• _抜粋文_
((
交流端子NA1と交流端子NA2とが交流電源22の出力として機能する。例えば制御回路110の交流端子NA1をグランドに接地し、逆導通型半導体スイッチ51,54のペアと、逆導通型半導体スイッチ52,53のペアと、が互いに異なるようにオン・オフを50Hzで切り替える。逆導通型半導体スイッチ52,53のペアがオンで逆導通型半導体スイッチ51,54のペアがオフの場合、交流端子NA2から正の電位が、逆導通型半導体スイッチ51,54のペアがオンで逆導通型半導体スイッチ52,53のペアがオフの場合、交流端子NA2から負の電位が出力される。逆導通型半導体スイッチ51乃至54のオン・オフが切り替わることによって、交流端子NA2から50Hzの矩形波が出力される。
交流電源22を交流電源20の代わりに、電力変換装置1,2,4,5に、に接続する場合、制御回路110は、交流電源22を流れる電流が交流電源22の出力する電圧と同じ周期の交流電流になるように、ゲート信号SG1乃至SG4を制御する。直流電源40が、太陽光発電や風力発電など出力の不安定なものであっても、制御回路110は、交流電源22に流れる電流を目標の波形になるように強制的に制御する。
))
• _データ部分_
((
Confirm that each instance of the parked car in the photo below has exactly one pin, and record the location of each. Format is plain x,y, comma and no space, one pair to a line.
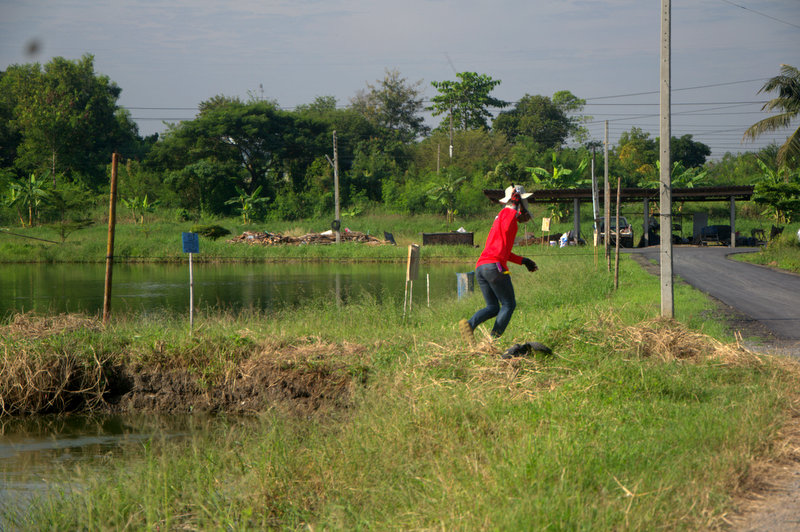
))
• _出題_
抜粋文によると、逆導通型半導体スイッチ51乃至54のオン・オフが切り替わることで、交流端子NA2から何が出力されますか。 ここでは資料を使いません。

• _解答_
50Hzの矩形波が出力されます。